13.4.05

Quem quer manter a ordem?
Quando eles estavam saindo da água, o Espírito do Senhor levou Filipe embora. O funcionário não viu mais Filipe, porém continuou sua viagem, cheio de alegria. De repente, Filipe se encontrou na cidade de Azoto e seguiu viagem, anunciando o evangelho por todas as cidades até chegar a Cesaréia.
(Atos 8. 39 - 40)

Manter a ordem é uma idéia tipicamente positivista, estando impregnada na mentalidade da igreja muitas vezes. Firmada na nossa, correta, de que a rebeldia é pecado, e numa interpretação estrita e perigosa de textos como Romanos 13. 1 – 7. Os defensores da manutenção da ordem vão sempre me dizer que Deus é o Deus da ordem. Que criar desordem é coisa do diabo. Será?
Penso que o Deus que se revela na Bíblia não é bem assim. Deus criou muitas desordens na história. Quando nasce a Igreja (relato de Atos 2), o evento pentecostal é puramente desordenado. Chegam a pensar que os discípulos estão bêbados!
Quando nasce a Reforma, outro momento de desordem. Lutero chega a ser proscrito do império. Ele é um subversivo.

**Pedido 1:**
Reproduza o trecho do texto sobre manter a ordem começando por "Penso que o" e seguindo até "é um subversivo.".
**Pedido 2:**
Resuma em duas frases o texto sobre manter a ordem.

Entradas de anotação com caixas delimitadoras
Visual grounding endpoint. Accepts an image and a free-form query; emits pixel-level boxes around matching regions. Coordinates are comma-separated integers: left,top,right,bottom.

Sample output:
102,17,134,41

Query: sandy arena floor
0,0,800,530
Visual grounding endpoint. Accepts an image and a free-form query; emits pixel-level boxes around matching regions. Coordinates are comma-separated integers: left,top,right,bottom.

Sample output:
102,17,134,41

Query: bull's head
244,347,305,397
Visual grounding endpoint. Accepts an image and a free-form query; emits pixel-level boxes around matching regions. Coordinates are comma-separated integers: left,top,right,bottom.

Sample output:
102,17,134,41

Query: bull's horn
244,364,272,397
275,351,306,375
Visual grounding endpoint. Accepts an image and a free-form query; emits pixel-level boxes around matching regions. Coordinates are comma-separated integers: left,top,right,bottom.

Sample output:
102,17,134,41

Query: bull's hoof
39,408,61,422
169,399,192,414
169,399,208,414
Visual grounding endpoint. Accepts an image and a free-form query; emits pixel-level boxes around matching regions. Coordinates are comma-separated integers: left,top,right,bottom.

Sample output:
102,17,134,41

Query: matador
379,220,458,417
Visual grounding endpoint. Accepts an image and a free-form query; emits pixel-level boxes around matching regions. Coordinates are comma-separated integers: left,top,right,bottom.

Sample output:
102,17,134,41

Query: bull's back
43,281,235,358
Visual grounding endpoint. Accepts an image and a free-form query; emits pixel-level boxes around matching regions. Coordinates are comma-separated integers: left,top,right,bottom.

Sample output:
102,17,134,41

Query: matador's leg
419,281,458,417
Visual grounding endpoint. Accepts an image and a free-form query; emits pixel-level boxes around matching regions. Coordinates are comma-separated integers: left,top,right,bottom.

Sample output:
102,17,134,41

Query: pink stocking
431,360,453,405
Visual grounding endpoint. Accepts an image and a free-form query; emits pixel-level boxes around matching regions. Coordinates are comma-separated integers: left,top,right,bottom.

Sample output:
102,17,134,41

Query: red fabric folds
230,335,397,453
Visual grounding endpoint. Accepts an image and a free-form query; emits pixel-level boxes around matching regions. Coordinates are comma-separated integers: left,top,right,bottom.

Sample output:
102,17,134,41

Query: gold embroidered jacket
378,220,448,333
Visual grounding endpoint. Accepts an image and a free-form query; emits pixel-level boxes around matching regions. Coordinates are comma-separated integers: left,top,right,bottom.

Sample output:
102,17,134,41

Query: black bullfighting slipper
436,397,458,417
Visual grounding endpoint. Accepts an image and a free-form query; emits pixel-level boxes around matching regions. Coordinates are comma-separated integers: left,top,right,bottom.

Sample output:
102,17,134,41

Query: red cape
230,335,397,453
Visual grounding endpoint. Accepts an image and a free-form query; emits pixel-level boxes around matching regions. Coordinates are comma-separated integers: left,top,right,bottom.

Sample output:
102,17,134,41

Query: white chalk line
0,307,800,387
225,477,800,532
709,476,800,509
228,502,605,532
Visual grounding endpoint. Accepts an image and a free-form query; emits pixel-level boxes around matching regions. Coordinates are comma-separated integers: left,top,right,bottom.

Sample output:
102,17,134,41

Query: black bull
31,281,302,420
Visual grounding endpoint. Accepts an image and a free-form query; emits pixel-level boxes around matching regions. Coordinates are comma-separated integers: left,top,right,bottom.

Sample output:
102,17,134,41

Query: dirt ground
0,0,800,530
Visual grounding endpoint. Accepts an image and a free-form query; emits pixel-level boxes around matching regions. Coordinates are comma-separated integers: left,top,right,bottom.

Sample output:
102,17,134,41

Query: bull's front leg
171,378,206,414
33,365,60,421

**Resposta final 1:**
Penso que o Deus que se revela na Bíblia não é bem assim. Deus criou muitas desordens na história. Quando nasce a Igreja (relato de Atos 2), o evento pentecostal é puramente desordenado. Chegam a pensar que os discípulos estão bêbados!
Quando nasce a Reforma, outro momento de desordem. Lutero chega a ser proscrito do império. Ele é um subversivo.

**Resposta final 2:**
Manter a ordem é uma ideia tipicamente positivista, muitas vezes impregnada na mentalidade da igreja, firmada na convicção de que a rebeldia é pecado e numa interpretação estrita de textos como Romanos 13, e seus defensores dizem que Deus é o Deus da ordem. O autor pensa que o Deus revelado na Bíblia criou muitas desordens na história, como o evento pentecostal do nascimento da Igreja e a Reforma, quando Lutero chegou a ser proscrito do império como subversivo.